◆ **Brano**
*-*-*
Diritti negati, abusi e violenze: ecco cosa succede nei Cpr italiani
Di Oiza Q. Obasuyi
I Centri di Permanenza per il Rimpatrio (Cpr) continuano a essere dei non-luoghi in cui avvengono gravi violazioni dei diritti umani ai danni delle persone straniere che vengono trattenute tra scarsa trasparenza, diritto all’assistenza legale negato e assistenza sanitaria quasi del tutto assente.
*-*-*
◆ **Voci di dati**
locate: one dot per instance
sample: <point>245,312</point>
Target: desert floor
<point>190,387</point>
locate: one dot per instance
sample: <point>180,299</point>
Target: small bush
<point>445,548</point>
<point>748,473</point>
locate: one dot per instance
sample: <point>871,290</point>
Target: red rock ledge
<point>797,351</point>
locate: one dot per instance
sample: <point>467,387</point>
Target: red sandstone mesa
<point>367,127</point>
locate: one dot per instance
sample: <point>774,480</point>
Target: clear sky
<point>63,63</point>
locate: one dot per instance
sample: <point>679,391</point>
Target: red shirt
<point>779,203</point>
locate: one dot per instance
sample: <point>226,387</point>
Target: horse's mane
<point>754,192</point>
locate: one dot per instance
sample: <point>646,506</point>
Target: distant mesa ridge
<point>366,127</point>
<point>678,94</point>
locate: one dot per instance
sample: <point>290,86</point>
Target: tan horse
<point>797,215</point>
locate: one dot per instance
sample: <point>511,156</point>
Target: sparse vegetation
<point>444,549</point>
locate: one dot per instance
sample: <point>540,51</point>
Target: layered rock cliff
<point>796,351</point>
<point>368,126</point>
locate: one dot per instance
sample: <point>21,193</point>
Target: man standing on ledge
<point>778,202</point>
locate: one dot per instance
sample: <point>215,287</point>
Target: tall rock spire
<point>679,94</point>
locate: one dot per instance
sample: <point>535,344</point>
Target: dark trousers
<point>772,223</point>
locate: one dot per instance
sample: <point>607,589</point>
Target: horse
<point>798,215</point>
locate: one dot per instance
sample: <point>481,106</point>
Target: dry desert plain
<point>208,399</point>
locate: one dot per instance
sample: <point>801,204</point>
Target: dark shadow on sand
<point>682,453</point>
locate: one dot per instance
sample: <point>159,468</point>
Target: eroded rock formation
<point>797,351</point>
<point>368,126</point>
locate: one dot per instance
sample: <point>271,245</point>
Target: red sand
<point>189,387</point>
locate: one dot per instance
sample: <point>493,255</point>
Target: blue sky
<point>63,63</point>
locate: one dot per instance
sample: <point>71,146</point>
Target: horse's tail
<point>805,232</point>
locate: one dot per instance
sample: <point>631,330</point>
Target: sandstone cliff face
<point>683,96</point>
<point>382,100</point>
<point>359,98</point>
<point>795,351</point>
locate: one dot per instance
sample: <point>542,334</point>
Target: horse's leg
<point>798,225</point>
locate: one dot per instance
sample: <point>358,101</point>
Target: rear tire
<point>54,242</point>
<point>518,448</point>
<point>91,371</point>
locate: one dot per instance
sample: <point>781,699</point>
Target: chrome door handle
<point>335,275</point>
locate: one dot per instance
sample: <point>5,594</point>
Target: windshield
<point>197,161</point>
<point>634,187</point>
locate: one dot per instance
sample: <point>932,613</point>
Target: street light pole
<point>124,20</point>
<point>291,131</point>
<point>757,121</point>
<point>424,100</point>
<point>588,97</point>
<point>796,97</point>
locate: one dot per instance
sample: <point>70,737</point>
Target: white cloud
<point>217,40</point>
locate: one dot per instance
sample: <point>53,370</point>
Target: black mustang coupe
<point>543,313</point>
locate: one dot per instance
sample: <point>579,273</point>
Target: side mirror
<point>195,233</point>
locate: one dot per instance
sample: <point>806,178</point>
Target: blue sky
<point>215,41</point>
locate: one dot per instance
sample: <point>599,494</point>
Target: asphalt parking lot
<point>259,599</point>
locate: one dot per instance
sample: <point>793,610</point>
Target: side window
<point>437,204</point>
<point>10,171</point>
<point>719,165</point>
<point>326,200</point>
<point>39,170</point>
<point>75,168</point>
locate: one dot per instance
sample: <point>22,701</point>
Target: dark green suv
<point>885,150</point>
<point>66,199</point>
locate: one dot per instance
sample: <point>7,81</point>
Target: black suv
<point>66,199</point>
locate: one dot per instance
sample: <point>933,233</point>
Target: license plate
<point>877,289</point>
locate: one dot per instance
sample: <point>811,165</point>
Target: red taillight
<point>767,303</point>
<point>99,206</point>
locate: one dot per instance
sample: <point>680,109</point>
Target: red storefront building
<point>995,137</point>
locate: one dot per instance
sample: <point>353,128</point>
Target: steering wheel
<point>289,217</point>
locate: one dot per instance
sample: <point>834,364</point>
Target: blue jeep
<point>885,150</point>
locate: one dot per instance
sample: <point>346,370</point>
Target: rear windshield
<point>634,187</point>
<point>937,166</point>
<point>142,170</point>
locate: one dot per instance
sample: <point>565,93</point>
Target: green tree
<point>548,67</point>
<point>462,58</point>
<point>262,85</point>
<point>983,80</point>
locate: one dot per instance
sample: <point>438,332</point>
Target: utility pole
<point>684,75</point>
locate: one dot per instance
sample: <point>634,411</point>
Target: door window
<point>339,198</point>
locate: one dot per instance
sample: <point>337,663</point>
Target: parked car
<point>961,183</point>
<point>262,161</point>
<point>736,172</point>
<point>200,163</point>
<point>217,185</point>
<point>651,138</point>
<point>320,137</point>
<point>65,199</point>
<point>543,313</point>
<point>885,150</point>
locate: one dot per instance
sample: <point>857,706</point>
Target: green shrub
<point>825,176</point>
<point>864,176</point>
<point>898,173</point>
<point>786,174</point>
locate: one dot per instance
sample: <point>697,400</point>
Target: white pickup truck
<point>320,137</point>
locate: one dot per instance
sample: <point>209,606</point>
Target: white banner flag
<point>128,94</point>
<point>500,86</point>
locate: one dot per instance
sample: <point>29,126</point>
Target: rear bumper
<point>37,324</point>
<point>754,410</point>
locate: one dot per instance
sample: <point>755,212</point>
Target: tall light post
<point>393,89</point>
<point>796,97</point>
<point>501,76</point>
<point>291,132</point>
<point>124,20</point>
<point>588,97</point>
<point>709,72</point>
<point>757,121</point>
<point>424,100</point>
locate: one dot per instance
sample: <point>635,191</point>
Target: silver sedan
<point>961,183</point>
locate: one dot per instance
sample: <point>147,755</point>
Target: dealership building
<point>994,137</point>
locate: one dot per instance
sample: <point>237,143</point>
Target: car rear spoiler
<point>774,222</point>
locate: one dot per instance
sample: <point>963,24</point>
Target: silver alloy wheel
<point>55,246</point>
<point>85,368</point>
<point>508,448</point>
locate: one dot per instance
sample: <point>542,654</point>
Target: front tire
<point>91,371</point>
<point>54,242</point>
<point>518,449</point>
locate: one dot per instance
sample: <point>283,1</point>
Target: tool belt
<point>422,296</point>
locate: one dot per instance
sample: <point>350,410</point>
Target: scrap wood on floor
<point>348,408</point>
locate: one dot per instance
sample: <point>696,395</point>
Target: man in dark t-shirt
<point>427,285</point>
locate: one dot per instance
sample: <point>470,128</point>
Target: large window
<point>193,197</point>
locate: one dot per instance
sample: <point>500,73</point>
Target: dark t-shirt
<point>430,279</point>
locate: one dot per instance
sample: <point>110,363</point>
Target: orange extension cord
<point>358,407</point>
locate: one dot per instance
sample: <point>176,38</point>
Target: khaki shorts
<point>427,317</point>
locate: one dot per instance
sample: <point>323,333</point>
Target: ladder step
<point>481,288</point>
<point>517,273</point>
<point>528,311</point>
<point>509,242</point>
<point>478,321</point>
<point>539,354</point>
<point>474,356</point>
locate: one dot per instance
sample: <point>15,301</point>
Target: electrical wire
*-*-*
◆ **Problemi da risolvere**
1. Riscrivi in forma di elenco, per favore, il paragrafo del brano che comincia con "I Centri di Permanenza per il Rimpatrio", mantenendone i fatti principali.
2. Aggiorna il brano sostituendo "persone straniere" con "persone migranti": parti dalle parole "Diritti negati, abusi" e fermati dopo "del tutto assente.".

◆ **Risposte attese**
1.
- I Centri di Permanenza per il Rimpatrio (Cpr) restano dei non-luoghi.
- Al loro interno avvengono gravi violazioni dei diritti umani ai danni delle persone straniere trattenute.
- La trasparenza è scarsa.
- Il diritto all'assistenza legale viene negato.
- L'assistenza sanitaria è quasi del tutto assente.

2.
Diritti negati, abusi e violenze: ecco cosa succede nei Cpr italiani
Di Oiza Q. Obasuyi
I Centri di Permanenza per il Rimpatrio (Cpr) continuano a essere dei non-luoghi in cui avvengono gravi violazioni dei diritti umani ai danni delle persone migranti che vengono trattenute tra scarsa trasparenza, diritto all’assistenza legale negato e assistenza sanitaria quasi del tutto assente.